◆ **Directions**:
Where in the records does the word "ground" occur? Copy each line in which it does.

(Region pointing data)
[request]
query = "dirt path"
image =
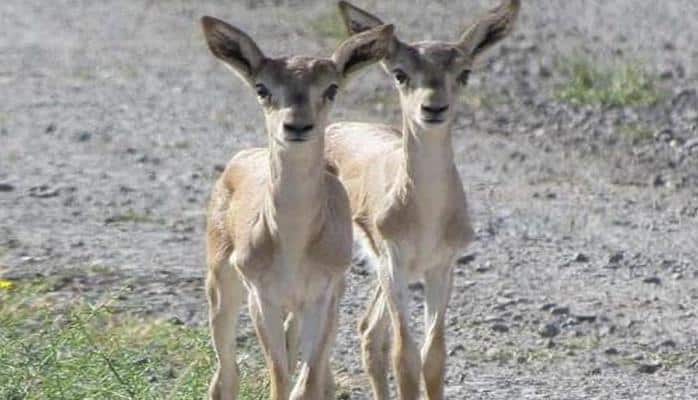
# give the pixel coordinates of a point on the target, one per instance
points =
(583, 279)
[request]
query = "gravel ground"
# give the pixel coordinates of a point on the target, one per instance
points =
(583, 281)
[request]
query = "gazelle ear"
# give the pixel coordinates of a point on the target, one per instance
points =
(233, 47)
(491, 28)
(363, 49)
(357, 20)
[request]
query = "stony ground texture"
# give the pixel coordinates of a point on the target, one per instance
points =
(583, 281)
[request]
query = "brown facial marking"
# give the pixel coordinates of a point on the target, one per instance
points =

◆ **Solution for this exercise**:
query = "gravel ground"
query = "stony ground texture"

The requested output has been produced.